+++ Exercise data

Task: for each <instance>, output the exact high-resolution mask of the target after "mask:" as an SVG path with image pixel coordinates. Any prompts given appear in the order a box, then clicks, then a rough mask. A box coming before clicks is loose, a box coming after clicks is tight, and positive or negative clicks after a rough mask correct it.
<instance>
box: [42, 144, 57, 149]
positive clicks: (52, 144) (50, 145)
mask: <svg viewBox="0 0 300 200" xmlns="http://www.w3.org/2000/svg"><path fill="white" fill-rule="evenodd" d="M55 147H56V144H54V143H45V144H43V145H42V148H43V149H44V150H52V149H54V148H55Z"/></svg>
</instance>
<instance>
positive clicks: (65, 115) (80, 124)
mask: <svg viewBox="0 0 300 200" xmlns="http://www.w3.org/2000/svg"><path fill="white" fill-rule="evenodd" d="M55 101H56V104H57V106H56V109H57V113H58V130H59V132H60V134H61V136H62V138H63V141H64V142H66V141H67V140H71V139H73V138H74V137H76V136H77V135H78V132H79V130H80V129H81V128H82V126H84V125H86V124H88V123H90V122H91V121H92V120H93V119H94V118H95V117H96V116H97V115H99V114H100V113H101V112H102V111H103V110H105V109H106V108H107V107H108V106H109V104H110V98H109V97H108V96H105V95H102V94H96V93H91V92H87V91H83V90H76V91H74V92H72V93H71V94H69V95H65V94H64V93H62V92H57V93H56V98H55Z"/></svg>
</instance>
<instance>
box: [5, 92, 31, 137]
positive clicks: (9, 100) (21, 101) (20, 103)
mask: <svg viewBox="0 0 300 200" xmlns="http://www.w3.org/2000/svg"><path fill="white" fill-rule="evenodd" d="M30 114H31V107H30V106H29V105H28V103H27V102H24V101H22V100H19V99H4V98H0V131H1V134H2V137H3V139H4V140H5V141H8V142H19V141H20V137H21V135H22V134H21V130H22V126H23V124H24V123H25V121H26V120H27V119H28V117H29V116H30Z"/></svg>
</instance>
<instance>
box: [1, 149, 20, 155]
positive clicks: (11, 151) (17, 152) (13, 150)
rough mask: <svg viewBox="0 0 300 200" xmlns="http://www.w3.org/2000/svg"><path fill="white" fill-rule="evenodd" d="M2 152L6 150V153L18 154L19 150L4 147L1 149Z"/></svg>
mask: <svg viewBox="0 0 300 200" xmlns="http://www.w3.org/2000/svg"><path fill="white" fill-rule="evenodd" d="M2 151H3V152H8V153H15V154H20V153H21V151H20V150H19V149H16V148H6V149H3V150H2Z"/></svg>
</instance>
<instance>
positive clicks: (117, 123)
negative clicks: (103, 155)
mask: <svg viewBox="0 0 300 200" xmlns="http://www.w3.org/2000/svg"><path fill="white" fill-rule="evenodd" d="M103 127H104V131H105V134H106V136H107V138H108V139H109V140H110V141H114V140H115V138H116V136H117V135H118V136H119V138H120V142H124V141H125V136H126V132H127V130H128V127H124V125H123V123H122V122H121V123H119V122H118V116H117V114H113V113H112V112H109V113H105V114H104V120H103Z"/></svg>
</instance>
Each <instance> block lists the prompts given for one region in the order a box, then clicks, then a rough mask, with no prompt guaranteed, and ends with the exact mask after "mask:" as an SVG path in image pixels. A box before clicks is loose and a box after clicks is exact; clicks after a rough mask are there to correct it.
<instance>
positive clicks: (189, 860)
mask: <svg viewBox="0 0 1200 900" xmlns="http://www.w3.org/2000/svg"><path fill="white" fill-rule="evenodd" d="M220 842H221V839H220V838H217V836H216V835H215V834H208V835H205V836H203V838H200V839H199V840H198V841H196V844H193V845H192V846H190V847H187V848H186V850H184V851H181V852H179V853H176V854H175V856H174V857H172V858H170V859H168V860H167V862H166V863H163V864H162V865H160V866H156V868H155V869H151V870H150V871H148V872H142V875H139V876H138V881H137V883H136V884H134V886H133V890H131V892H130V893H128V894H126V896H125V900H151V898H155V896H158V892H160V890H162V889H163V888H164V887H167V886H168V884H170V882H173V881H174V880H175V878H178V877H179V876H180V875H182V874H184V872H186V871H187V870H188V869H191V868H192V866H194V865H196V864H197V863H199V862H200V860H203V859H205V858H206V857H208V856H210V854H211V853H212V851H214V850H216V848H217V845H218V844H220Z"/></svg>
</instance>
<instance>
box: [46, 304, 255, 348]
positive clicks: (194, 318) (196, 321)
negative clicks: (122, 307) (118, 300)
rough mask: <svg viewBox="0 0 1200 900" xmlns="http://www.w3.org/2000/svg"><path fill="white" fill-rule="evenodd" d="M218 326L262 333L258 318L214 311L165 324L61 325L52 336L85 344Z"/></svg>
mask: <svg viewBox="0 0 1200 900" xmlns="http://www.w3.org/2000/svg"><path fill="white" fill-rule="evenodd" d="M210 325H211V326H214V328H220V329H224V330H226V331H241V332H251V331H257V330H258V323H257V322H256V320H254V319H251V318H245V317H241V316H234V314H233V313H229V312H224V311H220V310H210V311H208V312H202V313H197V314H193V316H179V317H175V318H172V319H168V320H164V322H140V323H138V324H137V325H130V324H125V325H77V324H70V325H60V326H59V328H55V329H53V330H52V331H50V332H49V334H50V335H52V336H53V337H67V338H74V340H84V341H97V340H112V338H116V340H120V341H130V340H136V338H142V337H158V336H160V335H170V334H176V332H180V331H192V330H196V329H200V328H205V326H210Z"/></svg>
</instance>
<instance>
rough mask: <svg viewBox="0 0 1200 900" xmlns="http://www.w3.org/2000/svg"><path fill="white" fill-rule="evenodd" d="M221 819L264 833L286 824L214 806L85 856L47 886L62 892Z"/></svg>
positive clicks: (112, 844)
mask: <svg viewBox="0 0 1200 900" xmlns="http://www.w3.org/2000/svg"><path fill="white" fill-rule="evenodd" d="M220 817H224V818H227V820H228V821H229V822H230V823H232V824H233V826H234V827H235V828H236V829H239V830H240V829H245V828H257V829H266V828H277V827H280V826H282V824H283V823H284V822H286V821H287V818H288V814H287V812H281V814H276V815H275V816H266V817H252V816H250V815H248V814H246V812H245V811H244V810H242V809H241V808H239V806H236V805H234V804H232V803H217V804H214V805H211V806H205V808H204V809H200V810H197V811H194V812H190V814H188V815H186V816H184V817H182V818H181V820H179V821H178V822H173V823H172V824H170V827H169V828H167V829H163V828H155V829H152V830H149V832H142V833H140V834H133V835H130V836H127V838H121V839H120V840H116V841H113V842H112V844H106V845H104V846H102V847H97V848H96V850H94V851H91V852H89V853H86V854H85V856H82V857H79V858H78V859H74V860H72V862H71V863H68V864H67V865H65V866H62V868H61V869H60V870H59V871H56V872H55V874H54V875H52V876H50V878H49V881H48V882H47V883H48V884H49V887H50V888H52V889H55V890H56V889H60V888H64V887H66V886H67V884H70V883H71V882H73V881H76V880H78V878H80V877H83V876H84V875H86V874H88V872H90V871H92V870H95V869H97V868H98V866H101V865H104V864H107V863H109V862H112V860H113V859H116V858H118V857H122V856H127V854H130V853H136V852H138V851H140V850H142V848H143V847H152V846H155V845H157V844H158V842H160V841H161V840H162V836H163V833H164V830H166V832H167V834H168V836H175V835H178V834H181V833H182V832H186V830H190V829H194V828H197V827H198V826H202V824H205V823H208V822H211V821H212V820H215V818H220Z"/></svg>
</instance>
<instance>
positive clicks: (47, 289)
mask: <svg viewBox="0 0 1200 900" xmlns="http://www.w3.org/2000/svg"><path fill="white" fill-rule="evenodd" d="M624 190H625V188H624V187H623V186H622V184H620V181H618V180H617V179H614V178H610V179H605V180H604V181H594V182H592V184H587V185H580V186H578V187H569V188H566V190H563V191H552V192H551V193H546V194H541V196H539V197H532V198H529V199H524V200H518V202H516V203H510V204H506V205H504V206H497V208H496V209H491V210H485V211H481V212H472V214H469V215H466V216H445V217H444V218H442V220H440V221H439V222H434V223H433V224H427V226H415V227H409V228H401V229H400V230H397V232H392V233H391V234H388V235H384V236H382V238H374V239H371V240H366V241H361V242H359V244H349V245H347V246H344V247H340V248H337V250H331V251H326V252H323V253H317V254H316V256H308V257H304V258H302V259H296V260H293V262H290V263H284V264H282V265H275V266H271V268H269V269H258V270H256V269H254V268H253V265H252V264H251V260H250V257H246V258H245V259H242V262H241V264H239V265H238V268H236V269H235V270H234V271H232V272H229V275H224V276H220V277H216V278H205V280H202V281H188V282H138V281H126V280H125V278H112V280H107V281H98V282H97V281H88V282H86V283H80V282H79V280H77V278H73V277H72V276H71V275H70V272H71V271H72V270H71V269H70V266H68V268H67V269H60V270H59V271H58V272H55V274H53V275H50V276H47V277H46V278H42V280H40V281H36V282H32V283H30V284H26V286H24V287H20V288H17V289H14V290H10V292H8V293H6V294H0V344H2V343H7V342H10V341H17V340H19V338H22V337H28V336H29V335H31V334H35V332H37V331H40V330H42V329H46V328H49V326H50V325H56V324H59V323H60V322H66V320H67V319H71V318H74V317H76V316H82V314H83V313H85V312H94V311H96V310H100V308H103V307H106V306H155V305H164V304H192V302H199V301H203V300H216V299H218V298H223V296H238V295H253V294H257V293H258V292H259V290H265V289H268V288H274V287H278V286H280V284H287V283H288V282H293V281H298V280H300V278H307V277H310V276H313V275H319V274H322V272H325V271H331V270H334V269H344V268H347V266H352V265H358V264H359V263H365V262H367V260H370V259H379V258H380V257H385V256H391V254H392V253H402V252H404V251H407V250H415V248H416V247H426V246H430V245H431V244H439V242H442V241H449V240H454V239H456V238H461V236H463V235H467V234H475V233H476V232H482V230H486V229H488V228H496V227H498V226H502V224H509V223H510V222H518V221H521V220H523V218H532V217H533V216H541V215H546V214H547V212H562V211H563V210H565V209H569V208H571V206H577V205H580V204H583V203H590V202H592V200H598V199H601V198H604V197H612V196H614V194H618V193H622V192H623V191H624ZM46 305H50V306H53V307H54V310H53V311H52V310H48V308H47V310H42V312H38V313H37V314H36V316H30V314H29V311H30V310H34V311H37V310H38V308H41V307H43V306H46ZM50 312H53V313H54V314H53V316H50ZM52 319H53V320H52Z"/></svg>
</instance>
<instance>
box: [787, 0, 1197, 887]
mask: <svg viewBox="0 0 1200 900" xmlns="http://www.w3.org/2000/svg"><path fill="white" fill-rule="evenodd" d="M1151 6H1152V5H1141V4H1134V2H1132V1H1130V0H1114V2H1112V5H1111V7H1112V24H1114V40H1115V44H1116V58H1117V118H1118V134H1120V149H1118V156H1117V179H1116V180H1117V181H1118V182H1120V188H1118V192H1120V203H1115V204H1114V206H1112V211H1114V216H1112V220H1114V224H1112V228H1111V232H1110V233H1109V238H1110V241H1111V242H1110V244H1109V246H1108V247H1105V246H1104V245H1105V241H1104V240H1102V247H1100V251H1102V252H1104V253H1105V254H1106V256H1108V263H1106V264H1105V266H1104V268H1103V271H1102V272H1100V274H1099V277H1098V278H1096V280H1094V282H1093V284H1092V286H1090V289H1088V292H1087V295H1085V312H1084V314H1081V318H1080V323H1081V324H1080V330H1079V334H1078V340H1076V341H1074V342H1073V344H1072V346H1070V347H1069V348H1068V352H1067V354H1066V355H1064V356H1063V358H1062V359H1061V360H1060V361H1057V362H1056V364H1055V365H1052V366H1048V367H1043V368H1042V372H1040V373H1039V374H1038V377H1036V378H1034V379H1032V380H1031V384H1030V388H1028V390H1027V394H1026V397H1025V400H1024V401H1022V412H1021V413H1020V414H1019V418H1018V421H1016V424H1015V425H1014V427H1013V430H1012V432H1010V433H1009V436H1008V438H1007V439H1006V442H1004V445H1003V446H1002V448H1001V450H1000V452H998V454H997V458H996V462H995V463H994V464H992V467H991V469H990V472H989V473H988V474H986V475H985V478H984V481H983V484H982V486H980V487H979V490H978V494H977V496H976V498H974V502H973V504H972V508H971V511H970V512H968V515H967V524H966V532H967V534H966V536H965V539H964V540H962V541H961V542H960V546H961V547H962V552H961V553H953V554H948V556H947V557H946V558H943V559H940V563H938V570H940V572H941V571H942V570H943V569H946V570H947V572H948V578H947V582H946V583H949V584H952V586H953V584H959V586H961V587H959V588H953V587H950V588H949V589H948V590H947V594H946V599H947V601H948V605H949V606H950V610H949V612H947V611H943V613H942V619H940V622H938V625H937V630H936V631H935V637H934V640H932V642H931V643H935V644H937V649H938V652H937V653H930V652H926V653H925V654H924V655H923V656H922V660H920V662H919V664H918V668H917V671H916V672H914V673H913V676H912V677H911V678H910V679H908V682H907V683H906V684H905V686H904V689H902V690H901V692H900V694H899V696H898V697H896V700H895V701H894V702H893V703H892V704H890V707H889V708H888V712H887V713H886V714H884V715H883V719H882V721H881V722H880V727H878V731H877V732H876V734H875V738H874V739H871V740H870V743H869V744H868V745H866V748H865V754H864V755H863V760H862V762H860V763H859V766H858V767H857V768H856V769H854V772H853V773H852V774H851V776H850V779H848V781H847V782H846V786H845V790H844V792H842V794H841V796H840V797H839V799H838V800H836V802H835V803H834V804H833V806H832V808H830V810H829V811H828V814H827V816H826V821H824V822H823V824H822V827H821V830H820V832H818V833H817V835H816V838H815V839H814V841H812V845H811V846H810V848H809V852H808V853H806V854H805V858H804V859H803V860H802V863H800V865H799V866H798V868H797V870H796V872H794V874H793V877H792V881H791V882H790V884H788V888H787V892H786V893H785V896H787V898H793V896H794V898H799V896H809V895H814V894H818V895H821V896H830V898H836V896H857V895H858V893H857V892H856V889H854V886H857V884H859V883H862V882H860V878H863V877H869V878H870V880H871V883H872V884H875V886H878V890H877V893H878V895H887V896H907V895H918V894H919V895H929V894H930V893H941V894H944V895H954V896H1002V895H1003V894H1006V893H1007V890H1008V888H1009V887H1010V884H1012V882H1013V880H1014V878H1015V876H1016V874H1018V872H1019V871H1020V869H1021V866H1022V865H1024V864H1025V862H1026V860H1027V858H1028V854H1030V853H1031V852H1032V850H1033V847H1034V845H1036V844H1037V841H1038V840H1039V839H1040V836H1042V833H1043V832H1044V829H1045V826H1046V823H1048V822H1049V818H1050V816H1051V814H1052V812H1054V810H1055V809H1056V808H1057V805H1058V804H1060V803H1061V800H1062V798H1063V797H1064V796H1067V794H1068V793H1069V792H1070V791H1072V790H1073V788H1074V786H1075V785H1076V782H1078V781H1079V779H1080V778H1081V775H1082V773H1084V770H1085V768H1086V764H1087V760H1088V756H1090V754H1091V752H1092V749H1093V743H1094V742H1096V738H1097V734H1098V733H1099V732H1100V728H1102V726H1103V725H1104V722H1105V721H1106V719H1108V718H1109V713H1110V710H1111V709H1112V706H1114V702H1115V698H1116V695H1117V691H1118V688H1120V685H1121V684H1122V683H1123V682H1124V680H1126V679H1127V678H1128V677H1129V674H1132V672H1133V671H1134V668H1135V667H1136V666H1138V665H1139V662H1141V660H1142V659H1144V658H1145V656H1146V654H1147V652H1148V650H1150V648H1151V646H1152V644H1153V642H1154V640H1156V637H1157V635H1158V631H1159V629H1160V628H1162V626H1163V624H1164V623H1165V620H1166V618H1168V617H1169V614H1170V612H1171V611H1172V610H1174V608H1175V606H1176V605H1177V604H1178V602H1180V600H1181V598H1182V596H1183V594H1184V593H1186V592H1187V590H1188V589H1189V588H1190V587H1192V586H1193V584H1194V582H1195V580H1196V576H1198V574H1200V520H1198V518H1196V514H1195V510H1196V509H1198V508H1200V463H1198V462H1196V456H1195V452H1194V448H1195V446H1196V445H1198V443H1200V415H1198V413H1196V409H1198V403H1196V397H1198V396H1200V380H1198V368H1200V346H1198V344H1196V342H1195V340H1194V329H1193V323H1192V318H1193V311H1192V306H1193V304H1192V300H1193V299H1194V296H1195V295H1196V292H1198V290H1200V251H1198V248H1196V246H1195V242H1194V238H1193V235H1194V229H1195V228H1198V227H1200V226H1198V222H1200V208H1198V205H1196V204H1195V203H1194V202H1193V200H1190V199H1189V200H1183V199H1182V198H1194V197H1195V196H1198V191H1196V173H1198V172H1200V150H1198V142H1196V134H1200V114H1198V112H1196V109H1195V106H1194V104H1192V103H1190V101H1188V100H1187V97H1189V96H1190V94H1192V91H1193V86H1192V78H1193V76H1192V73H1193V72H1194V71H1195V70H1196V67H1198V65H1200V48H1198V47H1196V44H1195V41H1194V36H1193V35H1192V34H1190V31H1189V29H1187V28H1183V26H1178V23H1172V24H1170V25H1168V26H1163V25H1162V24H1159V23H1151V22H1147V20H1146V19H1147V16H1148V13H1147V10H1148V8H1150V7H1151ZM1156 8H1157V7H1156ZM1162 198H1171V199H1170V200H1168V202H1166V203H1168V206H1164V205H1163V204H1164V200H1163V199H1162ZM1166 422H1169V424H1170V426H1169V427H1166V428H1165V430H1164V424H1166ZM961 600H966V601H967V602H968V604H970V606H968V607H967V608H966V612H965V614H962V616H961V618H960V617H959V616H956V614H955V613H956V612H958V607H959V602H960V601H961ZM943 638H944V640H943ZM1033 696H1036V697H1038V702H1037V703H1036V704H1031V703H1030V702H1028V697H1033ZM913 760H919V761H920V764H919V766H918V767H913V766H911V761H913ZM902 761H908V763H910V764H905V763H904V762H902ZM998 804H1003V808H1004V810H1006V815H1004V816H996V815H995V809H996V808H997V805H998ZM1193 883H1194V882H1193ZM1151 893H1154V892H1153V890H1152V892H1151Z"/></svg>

++++++

State how many lines in the records contain the string "there", treating uppercase and lowercase as distinct. Reply with the number alone.

1